Information supplied Start Marker

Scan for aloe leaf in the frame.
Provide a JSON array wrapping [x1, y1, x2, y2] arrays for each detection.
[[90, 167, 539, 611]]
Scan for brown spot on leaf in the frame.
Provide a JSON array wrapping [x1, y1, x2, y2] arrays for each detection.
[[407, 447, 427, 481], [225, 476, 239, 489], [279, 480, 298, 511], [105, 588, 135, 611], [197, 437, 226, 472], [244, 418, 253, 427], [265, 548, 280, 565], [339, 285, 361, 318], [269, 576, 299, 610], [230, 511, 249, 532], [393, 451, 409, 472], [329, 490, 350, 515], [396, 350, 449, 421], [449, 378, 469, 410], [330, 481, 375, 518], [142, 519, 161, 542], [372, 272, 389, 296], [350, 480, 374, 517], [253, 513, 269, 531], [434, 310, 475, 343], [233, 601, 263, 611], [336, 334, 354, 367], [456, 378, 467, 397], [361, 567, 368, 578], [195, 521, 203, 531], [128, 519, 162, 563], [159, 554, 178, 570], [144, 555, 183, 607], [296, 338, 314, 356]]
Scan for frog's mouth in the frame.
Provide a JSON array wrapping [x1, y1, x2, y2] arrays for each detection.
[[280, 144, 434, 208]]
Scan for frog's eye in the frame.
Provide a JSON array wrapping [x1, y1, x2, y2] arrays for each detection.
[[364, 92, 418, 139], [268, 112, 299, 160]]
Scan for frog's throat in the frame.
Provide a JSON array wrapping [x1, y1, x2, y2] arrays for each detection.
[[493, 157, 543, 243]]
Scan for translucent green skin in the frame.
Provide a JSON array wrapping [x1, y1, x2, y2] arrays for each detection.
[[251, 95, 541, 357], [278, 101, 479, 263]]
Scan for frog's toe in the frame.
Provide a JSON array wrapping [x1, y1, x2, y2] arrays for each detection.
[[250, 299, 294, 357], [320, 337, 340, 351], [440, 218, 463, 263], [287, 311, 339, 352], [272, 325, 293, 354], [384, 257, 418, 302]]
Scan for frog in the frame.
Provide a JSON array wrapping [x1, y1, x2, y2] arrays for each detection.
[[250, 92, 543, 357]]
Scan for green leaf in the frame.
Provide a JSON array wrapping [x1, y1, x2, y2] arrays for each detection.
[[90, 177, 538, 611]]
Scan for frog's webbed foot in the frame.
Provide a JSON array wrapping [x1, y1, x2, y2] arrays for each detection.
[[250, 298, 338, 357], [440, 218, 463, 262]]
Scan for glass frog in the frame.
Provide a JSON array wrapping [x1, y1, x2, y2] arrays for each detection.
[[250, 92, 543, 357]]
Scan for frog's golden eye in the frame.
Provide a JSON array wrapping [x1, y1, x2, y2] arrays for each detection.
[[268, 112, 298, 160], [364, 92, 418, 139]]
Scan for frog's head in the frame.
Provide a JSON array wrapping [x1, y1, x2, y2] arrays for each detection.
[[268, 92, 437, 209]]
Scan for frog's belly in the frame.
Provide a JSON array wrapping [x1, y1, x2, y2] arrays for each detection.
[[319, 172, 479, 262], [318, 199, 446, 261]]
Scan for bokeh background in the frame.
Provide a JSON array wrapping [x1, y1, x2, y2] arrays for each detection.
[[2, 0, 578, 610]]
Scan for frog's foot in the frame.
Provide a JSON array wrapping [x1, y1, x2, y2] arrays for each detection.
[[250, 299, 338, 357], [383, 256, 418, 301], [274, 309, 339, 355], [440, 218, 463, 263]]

Information supplied End Marker

→ Exercise instructions: Write out the listing exactly from its first line to the line containing "Scan for translucent green skin in the frame.". Both of those lines belong in the answer.

→ Answer area:
Scan for aloe leaf in the frame.
Provide a JSON array wrapping [x1, y1, x2, y2] arrays for each detection.
[[90, 167, 539, 611]]
Scan for brown spot on leaf in the frame.
Provide a JSON array wrapping [x1, y1, x2, y2] arrays for each detection.
[[407, 447, 427, 481], [225, 476, 239, 489], [279, 480, 298, 511], [105, 588, 135, 611], [197, 437, 226, 472], [244, 418, 253, 427], [265, 548, 280, 565], [339, 285, 361, 318], [269, 576, 299, 610], [230, 511, 249, 532], [393, 451, 409, 472], [329, 490, 350, 515], [396, 350, 449, 421], [449, 378, 469, 410], [330, 481, 375, 518], [142, 519, 161, 542], [372, 272, 389, 296], [350, 480, 374, 517], [253, 513, 269, 531], [434, 310, 475, 343], [233, 601, 263, 611], [336, 334, 354, 367], [456, 378, 467, 397], [361, 567, 368, 578], [195, 521, 203, 531], [128, 519, 162, 563], [159, 554, 178, 570], [144, 555, 183, 607], [296, 338, 314, 356]]
Scan for frog's mouth in the frame.
Provide a JSON array wrapping [x1, y1, x2, y2] arrays for each detection.
[[280, 144, 434, 208]]
Scan for frog's eye in the frame.
Provide a JSON array wrapping [x1, y1, x2, y2] arrays for each detection.
[[364, 92, 418, 139], [268, 112, 299, 160]]
Scan for frog's throat in the frame.
Provide a JSON array wrapping [x1, y1, x2, y2] arrays for each detection.
[[493, 157, 543, 243]]
Scan for translucent green skin in the frame.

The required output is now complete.